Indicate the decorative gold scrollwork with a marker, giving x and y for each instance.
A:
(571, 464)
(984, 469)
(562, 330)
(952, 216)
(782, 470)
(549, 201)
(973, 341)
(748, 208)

════════════════════

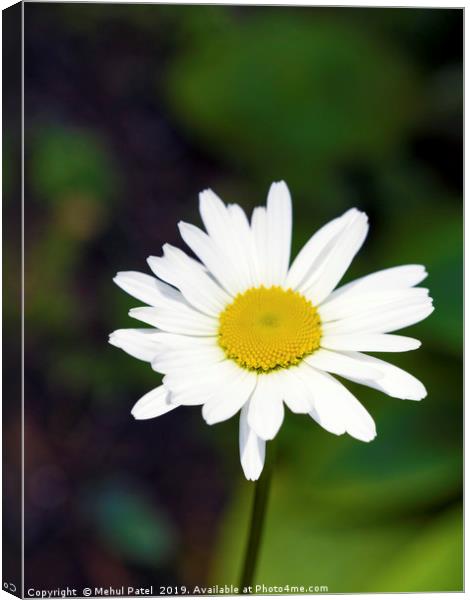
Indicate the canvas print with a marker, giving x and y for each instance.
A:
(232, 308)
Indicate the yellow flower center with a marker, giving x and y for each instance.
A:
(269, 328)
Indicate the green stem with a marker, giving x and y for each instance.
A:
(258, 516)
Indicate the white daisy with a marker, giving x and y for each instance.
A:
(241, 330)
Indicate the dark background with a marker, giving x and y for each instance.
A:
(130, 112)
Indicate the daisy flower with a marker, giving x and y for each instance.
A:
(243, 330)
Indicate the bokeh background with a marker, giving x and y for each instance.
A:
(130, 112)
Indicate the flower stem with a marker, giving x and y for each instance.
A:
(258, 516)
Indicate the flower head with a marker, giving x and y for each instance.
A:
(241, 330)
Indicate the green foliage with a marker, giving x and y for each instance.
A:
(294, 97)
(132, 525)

════════════════════

## Activity:
Count lines above containing "marker" and report only the total.

## Solved problem:
11